--- MATERIAL SUPPLIED ---
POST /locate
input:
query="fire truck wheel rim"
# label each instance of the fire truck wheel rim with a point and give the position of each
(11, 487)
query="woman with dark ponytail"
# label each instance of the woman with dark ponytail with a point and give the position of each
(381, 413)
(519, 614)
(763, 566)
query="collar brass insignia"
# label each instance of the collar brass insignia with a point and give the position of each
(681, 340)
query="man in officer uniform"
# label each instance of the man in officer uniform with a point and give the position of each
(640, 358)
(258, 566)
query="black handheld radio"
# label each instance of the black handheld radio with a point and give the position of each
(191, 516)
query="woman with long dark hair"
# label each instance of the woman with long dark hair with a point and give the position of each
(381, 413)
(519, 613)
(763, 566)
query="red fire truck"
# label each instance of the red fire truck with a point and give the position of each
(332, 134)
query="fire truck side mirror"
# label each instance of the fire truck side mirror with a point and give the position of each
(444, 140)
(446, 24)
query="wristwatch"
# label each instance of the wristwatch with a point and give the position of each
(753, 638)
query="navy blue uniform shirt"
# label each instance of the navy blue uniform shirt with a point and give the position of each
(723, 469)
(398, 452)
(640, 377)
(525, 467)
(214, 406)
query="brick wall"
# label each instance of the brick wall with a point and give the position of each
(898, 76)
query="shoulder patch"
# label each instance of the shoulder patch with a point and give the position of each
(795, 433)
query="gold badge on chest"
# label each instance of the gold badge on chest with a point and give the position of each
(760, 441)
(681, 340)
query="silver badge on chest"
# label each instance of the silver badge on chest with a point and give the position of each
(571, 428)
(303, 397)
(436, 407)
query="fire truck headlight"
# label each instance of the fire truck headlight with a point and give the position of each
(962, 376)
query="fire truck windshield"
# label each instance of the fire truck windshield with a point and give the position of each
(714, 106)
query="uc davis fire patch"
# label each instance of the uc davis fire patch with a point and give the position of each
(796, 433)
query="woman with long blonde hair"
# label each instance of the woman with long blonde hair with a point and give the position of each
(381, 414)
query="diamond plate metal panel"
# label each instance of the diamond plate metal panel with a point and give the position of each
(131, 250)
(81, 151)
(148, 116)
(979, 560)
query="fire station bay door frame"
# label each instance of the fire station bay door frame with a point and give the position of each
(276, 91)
---
#### REQUEST:
Count the lines in the items that contain the word "mirror". Reply with the number only.

#### ANSWER TO THE PROBLEM:
2